═══ Extracted material

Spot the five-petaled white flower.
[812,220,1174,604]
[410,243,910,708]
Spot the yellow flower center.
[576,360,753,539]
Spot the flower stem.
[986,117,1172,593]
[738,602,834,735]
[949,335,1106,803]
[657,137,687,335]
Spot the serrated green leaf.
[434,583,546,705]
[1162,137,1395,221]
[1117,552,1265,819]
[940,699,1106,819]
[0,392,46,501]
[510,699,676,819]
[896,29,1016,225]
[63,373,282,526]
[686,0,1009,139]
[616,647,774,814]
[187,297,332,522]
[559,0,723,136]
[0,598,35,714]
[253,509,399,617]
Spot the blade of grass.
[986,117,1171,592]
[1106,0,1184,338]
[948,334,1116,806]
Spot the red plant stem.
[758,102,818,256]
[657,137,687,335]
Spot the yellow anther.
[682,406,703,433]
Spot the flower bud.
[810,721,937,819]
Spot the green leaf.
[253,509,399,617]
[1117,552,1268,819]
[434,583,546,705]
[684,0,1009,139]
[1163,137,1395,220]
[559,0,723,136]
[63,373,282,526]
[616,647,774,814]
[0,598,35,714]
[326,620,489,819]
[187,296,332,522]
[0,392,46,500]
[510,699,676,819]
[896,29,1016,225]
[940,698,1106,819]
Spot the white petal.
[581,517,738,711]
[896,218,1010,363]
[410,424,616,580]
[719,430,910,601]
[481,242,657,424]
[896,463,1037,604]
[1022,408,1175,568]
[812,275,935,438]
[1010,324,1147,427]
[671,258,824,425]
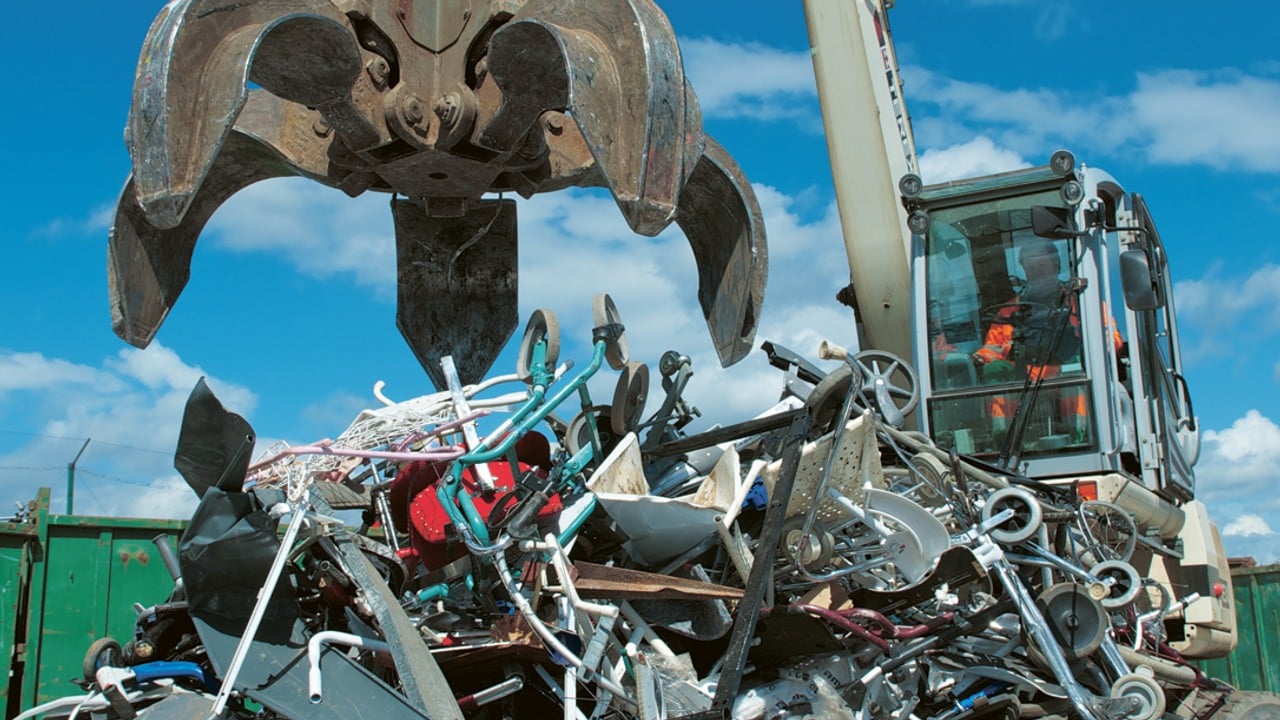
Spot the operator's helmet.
[1018,237,1059,268]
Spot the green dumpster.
[1202,565,1280,692]
[0,488,186,717]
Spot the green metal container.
[0,488,186,717]
[1202,565,1280,692]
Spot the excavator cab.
[899,151,1235,657]
[900,151,1198,502]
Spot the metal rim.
[591,292,631,370]
[982,488,1044,544]
[609,363,649,437]
[516,307,559,383]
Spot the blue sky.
[0,0,1280,560]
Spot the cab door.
[1120,193,1199,501]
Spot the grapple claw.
[392,199,518,389]
[489,0,704,236]
[125,0,360,229]
[109,0,767,371]
[106,132,294,347]
[676,137,768,368]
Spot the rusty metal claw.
[676,137,769,368]
[125,0,360,228]
[489,0,704,236]
[109,0,767,382]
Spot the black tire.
[1213,691,1280,720]
[81,638,124,683]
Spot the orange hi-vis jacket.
[974,293,1124,418]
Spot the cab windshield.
[925,191,1096,456]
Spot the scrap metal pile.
[28,296,1215,720]
[40,0,1239,720]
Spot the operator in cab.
[973,237,1124,435]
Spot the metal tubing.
[992,559,1098,720]
[209,505,307,720]
[307,630,392,703]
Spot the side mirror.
[1032,205,1080,238]
[1120,250,1165,310]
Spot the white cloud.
[1222,514,1275,538]
[920,135,1030,184]
[0,352,115,393]
[205,178,396,289]
[1196,410,1280,562]
[1128,70,1280,172]
[680,38,820,127]
[1174,264,1280,332]
[902,67,1280,172]
[0,343,257,518]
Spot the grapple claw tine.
[676,137,769,366]
[392,199,518,389]
[125,0,360,229]
[106,132,293,347]
[489,0,704,236]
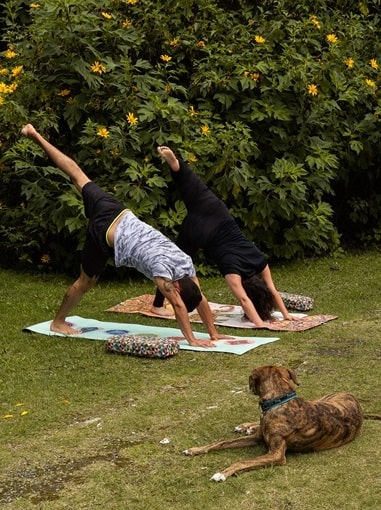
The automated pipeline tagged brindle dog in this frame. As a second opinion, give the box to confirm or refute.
[183,366,381,482]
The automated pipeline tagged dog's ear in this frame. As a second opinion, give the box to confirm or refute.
[249,369,259,395]
[287,368,299,386]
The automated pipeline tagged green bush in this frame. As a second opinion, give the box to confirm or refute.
[0,0,381,271]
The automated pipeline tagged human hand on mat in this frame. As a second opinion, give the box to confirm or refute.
[50,320,81,335]
[210,332,233,340]
[151,306,175,317]
[188,338,216,348]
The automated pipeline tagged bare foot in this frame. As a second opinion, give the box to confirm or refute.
[21,124,37,138]
[50,321,81,336]
[157,145,180,172]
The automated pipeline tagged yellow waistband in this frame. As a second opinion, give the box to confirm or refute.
[106,209,130,248]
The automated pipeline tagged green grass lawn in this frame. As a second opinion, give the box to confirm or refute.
[0,252,381,510]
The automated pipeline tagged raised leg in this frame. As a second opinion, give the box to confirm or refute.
[157,145,180,172]
[21,124,90,191]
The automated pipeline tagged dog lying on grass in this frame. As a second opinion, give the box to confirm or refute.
[183,366,381,482]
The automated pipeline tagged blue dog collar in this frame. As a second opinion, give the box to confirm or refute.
[259,391,297,413]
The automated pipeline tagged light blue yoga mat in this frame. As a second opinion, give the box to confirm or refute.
[23,316,279,355]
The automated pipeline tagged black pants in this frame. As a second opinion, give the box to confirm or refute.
[153,160,231,307]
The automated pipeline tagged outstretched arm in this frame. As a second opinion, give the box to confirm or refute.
[225,274,266,328]
[155,276,214,347]
[261,266,294,321]
[192,277,231,340]
[151,288,173,317]
[50,268,97,335]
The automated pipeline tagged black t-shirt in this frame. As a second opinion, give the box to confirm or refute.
[205,219,267,279]
[81,182,125,278]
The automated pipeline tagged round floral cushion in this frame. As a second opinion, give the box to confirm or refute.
[279,292,314,312]
[106,335,179,358]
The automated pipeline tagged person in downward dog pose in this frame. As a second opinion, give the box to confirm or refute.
[21,124,226,347]
[152,146,293,327]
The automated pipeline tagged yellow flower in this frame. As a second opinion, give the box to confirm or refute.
[369,58,378,69]
[97,127,110,138]
[307,83,318,96]
[90,60,107,74]
[4,48,17,58]
[41,253,50,264]
[254,35,266,44]
[365,78,376,88]
[126,112,138,126]
[345,57,355,69]
[11,66,23,78]
[326,34,339,44]
[8,83,18,94]
[310,16,321,30]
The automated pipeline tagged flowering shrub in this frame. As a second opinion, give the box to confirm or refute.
[0,0,381,274]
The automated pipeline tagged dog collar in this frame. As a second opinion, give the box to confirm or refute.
[259,391,297,413]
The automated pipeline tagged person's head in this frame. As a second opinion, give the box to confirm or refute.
[242,275,275,321]
[176,276,202,312]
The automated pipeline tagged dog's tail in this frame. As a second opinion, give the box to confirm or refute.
[364,414,381,420]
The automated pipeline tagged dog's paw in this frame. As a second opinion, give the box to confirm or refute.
[234,425,253,436]
[211,473,226,482]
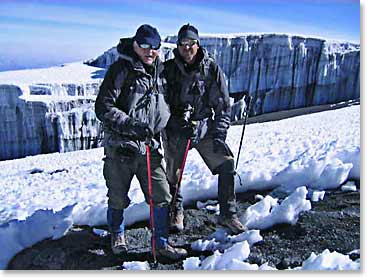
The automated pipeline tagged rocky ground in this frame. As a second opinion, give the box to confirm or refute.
[8,179,360,270]
[8,100,361,270]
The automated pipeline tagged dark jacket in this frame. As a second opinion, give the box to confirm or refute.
[95,38,170,154]
[165,47,230,139]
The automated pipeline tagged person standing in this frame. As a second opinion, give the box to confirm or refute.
[95,24,187,260]
[163,24,246,234]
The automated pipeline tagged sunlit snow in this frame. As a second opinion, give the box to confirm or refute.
[0,106,360,270]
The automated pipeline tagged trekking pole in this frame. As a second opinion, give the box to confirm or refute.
[171,139,191,213]
[145,143,157,264]
[235,95,252,170]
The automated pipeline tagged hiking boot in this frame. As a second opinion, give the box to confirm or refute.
[169,210,184,233]
[218,215,248,235]
[111,233,127,255]
[157,243,187,261]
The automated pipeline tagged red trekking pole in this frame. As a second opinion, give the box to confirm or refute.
[172,139,191,212]
[145,144,157,263]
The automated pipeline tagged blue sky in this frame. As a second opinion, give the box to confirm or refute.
[0,0,360,70]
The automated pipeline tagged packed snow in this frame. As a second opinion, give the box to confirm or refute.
[0,106,360,270]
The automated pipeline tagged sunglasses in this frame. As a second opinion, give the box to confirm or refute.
[178,39,198,48]
[138,43,161,50]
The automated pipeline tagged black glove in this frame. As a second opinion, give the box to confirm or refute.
[213,136,233,156]
[128,119,153,141]
[181,124,197,140]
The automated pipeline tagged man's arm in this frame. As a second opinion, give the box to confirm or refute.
[95,64,130,133]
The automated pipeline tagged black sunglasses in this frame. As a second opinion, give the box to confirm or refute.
[137,42,161,50]
[178,39,198,48]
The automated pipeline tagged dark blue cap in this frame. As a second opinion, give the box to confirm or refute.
[133,24,161,48]
[178,23,200,42]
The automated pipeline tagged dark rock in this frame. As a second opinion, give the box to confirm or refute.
[8,185,360,270]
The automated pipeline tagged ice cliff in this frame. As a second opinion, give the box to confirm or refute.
[0,63,104,160]
[0,34,360,160]
[88,34,360,115]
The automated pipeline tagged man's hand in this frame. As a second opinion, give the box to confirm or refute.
[213,137,233,156]
[179,120,197,140]
[129,119,153,141]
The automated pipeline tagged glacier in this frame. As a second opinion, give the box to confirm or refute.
[0,34,360,160]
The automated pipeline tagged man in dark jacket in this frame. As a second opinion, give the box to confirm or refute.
[163,24,246,234]
[95,25,187,260]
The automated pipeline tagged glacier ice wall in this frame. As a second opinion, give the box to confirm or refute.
[0,34,360,160]
[166,34,360,115]
[0,82,101,160]
[88,34,360,117]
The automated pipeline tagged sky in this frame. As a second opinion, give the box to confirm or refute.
[0,105,363,270]
[0,0,360,71]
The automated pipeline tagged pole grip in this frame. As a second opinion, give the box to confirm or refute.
[145,145,157,263]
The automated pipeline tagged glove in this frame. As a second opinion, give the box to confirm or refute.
[213,136,233,156]
[179,120,198,140]
[129,119,153,141]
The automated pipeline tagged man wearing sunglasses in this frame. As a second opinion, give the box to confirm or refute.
[163,24,246,234]
[95,25,187,260]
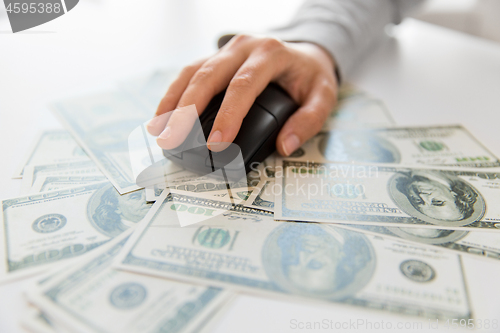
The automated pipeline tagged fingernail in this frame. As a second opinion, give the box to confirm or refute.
[283,134,300,156]
[158,126,171,140]
[148,117,158,127]
[208,131,222,146]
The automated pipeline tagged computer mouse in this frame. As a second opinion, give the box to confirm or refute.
[163,83,299,178]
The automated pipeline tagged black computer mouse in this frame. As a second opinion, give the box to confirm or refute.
[163,83,298,178]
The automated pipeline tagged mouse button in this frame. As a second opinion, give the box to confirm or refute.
[255,83,299,127]
[233,104,278,161]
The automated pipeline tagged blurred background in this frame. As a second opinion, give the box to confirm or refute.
[413,0,500,43]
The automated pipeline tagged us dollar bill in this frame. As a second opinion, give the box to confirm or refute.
[20,308,62,333]
[245,179,275,212]
[116,194,470,318]
[21,160,103,194]
[343,224,500,260]
[146,165,265,203]
[288,125,500,168]
[0,182,151,278]
[12,129,90,178]
[53,91,152,194]
[323,84,395,131]
[274,160,500,232]
[28,232,228,333]
[30,175,106,193]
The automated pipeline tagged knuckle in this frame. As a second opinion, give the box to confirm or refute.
[231,34,252,45]
[229,73,254,90]
[319,80,337,103]
[191,66,214,84]
[260,38,285,52]
[181,64,198,75]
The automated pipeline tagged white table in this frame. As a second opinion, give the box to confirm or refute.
[0,0,500,333]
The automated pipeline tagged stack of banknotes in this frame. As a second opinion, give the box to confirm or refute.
[0,71,500,332]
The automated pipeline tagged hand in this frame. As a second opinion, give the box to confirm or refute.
[148,35,338,156]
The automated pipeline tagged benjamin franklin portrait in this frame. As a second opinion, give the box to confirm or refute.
[87,184,151,237]
[263,223,375,300]
[389,170,484,226]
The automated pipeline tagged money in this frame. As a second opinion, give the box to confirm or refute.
[274,160,500,232]
[20,308,62,333]
[343,224,500,260]
[245,179,275,212]
[146,166,261,203]
[288,125,500,168]
[116,194,470,318]
[30,175,106,193]
[0,182,151,277]
[12,129,90,178]
[28,232,229,333]
[21,160,103,194]
[323,84,395,131]
[53,91,153,194]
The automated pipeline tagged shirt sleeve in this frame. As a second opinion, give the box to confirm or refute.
[270,0,423,75]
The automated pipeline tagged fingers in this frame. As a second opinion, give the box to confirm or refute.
[147,59,206,136]
[276,82,337,156]
[157,37,256,149]
[207,39,286,151]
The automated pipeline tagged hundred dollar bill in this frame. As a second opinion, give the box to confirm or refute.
[12,129,90,178]
[274,160,500,231]
[116,194,471,318]
[245,179,275,212]
[146,164,264,203]
[0,182,151,278]
[53,91,152,194]
[20,308,63,333]
[323,84,395,131]
[288,125,500,168]
[28,231,228,333]
[343,224,500,260]
[30,175,106,193]
[21,160,103,194]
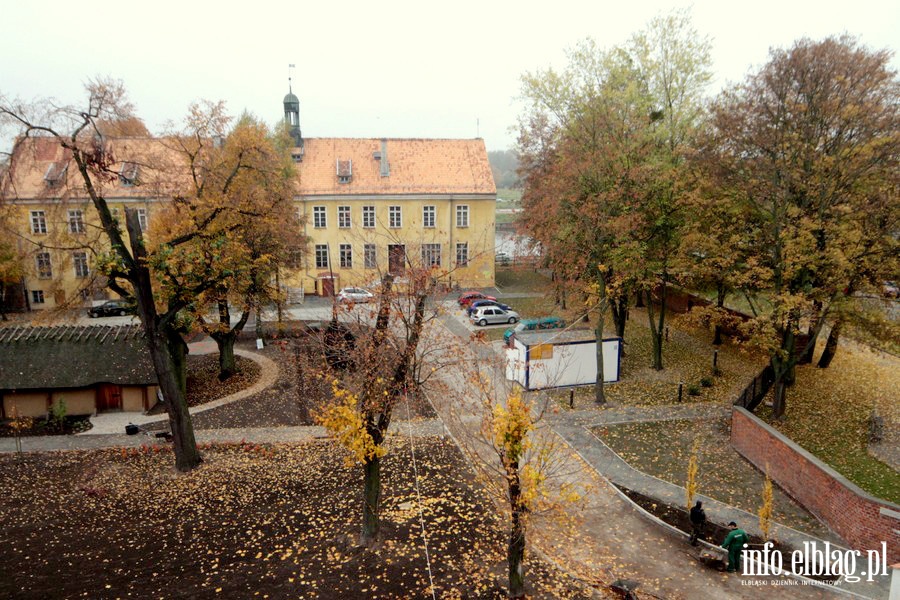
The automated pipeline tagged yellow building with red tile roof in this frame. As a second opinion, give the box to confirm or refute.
[295,138,497,294]
[0,94,496,309]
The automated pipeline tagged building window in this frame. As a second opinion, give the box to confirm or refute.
[137,208,147,232]
[316,244,328,269]
[34,252,53,279]
[422,206,435,227]
[363,206,375,229]
[313,206,328,229]
[339,244,353,269]
[338,206,350,229]
[31,210,47,233]
[422,244,441,267]
[456,204,469,227]
[72,252,91,278]
[337,160,353,183]
[456,242,469,267]
[69,209,84,233]
[388,206,403,228]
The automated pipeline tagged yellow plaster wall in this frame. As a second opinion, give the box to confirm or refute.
[15,199,158,310]
[122,386,146,412]
[51,388,97,415]
[294,197,496,294]
[3,392,47,419]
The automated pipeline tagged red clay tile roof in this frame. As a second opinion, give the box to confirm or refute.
[296,138,497,196]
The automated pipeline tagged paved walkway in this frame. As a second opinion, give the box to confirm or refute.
[436,314,848,599]
[0,419,447,454]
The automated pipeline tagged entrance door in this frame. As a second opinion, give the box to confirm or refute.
[97,383,122,412]
[388,244,406,275]
[322,277,334,297]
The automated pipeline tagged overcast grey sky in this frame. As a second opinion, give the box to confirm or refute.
[0,0,900,150]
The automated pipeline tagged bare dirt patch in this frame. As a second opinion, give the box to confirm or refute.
[594,419,830,539]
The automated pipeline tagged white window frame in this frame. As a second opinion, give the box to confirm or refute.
[31,210,47,235]
[69,208,85,233]
[34,252,53,279]
[315,244,328,269]
[338,206,352,229]
[456,204,469,227]
[72,252,91,279]
[363,206,375,229]
[388,206,403,229]
[422,244,441,267]
[456,242,469,267]
[338,244,353,269]
[422,204,437,229]
[313,206,328,229]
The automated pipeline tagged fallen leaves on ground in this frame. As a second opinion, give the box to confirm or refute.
[0,438,587,598]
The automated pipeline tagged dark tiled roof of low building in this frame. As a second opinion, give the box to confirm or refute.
[0,325,156,390]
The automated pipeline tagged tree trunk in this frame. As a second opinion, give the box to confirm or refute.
[594,310,606,404]
[359,426,383,548]
[609,295,628,340]
[817,313,844,369]
[771,322,797,419]
[647,282,666,371]
[713,283,725,346]
[594,274,609,404]
[506,461,525,598]
[125,209,203,471]
[211,331,237,381]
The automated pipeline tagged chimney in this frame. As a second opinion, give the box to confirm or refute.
[379,138,391,177]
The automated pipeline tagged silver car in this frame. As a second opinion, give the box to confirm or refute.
[338,288,375,302]
[469,306,519,327]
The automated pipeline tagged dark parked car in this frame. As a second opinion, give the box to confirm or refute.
[503,317,566,343]
[466,299,510,317]
[88,300,135,318]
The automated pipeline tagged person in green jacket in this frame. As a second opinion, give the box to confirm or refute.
[722,521,750,573]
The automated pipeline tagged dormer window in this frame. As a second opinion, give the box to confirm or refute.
[44,160,69,187]
[337,160,353,183]
[119,162,140,186]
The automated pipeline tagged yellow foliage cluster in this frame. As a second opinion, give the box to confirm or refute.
[316,380,387,466]
[493,394,533,462]
[684,438,700,510]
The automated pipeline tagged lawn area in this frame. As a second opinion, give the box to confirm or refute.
[494,267,553,294]
[497,188,522,208]
[594,419,829,536]
[757,342,900,503]
[553,308,766,409]
[0,438,590,598]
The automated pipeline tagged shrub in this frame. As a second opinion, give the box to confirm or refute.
[47,398,67,431]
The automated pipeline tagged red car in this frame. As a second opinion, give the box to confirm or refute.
[457,292,496,308]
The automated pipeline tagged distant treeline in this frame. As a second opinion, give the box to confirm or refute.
[488,150,520,188]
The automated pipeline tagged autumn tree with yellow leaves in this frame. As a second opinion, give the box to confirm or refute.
[0,78,300,471]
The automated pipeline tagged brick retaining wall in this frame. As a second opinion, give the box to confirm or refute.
[731,406,900,564]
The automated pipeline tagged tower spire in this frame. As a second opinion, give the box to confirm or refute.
[284,64,303,148]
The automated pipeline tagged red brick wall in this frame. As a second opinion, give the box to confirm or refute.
[731,407,900,565]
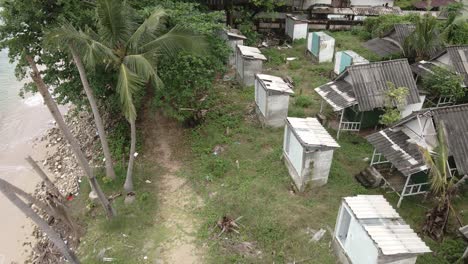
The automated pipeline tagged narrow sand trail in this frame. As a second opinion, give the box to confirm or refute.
[142,110,203,264]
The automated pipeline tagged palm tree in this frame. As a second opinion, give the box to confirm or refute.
[0,179,80,264]
[26,55,115,218]
[404,14,441,61]
[421,122,468,240]
[46,23,115,180]
[59,0,203,201]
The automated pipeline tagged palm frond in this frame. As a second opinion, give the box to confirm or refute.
[97,0,133,48]
[124,54,162,88]
[117,63,145,121]
[141,26,206,56]
[127,6,167,50]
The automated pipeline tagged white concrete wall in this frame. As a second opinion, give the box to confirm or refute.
[351,0,394,6]
[401,95,426,118]
[255,79,267,117]
[241,57,263,86]
[304,150,333,186]
[227,39,244,67]
[266,91,289,127]
[318,35,335,63]
[292,23,308,40]
[335,202,379,264]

══════

**Goal**
Reproduce the items from the line containing "The automated pipeline tagged sky" through the line containing "[208,131,222,146]", replacing "second opinion" with "independent check" and leaving everything else unchanged. Leave the pictures out of your answer.

**Correct result**
The automated pipeline tagged sky in this frame. As a independent check, give the box to confirm or refute.
[0,105,363,270]
[0,0,360,71]
The automated pipeline tagged pole grip in this frame. As a independent check, give the box to confirm or refute.
[145,145,157,263]
The automated pipeline tagged glove in this frame. As a independent check, give the box to confirm or refute.
[213,136,233,156]
[179,120,198,140]
[129,119,153,141]
The automated pipeline tagged man wearing sunglasses in this frame. As a independent check, give the box to confirm or refute.
[163,24,246,234]
[95,25,187,260]
The automated pipeline tagged fingernail in this frame. As a independent check, give the box to confirm or refute.
[283,134,300,156]
[158,126,171,140]
[148,117,158,127]
[208,131,222,146]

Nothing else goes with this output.